* _Data listing_

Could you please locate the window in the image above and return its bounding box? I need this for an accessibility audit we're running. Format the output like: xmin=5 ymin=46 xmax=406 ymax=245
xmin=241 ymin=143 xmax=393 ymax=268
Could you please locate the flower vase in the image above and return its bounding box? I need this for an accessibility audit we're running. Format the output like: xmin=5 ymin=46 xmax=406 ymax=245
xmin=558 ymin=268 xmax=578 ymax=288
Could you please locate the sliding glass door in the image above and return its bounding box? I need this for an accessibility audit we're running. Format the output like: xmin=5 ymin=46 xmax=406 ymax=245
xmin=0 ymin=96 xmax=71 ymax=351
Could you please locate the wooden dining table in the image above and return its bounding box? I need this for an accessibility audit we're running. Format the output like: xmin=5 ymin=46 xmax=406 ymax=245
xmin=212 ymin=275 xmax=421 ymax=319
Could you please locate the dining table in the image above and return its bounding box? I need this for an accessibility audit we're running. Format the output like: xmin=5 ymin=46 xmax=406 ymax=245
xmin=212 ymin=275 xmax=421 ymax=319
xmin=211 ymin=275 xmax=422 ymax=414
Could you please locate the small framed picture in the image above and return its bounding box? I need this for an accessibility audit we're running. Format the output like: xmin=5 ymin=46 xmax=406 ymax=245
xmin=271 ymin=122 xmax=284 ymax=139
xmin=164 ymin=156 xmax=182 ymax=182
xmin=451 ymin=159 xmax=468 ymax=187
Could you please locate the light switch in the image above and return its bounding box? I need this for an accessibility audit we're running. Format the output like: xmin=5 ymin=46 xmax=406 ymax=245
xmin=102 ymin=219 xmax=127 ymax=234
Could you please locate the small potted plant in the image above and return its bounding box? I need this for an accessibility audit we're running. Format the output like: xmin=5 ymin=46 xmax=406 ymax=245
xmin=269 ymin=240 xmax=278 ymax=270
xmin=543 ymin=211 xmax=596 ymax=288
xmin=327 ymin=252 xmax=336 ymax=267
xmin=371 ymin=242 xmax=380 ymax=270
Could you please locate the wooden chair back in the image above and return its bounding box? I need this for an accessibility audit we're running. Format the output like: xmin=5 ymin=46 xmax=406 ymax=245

* _To be done_
Turn every one of the lines above into a numbered list, leaving out any blank lines.

* _Response to this exercise_
1. Could you please locate the window in the image above and return its bounding box? I need this for an accessibility audit we're running. Format the output like: xmin=5 ymin=46 xmax=406 ymax=245
2. xmin=241 ymin=143 xmax=393 ymax=268
3. Could you please locate the flower vase in the image above and return its bounding box? I need this for an accessibility audit we're running. Format the output like: xmin=5 ymin=46 xmax=406 ymax=245
4. xmin=558 ymin=268 xmax=578 ymax=288
5. Could you please locate the sliding glass door in the image above and return its bounding box? I need this for an accessibility audit we're running. Format the output like: xmin=5 ymin=46 xmax=406 ymax=245
6. xmin=0 ymin=96 xmax=71 ymax=351
7. Could you please locate the wooden dining table in the image above and return its bounding box? I need this for an accessibility audit we're running. Format the output like: xmin=5 ymin=46 xmax=406 ymax=245
8. xmin=212 ymin=275 xmax=421 ymax=319
9. Could you please locate the dining table in the image above and return its bounding box? I need this for an accessibility audit we're running. Format the output like: xmin=5 ymin=46 xmax=406 ymax=245
10. xmin=212 ymin=275 xmax=421 ymax=319
11. xmin=211 ymin=275 xmax=422 ymax=414
12. Could you please locate the small framed picture in the image above and return its bounding box? I need this for an accessibility audit we're running. Format the output like: xmin=5 ymin=46 xmax=406 ymax=245
13. xmin=271 ymin=122 xmax=284 ymax=139
14. xmin=164 ymin=156 xmax=182 ymax=182
15. xmin=451 ymin=159 xmax=468 ymax=187
16. Could you please locate the light switch in the image above and return its bounding box? I need this for an accessibility audit we're running. Format the output like: xmin=5 ymin=46 xmax=406 ymax=245
17. xmin=102 ymin=219 xmax=127 ymax=234
18. Could you please locate the small potted plant in the image above and return its bounding box? I need this for an accessibility audit we're running. Format the output like: xmin=5 ymin=46 xmax=406 ymax=245
19. xmin=269 ymin=240 xmax=278 ymax=270
20. xmin=543 ymin=211 xmax=596 ymax=288
21. xmin=327 ymin=252 xmax=336 ymax=267
22. xmin=371 ymin=242 xmax=380 ymax=270
23. Could you please locate the wooden chair back in the image above and return its bounding box? I need this for an accessibility audit we're running. Format the output like: xmin=5 ymin=46 xmax=406 ymax=245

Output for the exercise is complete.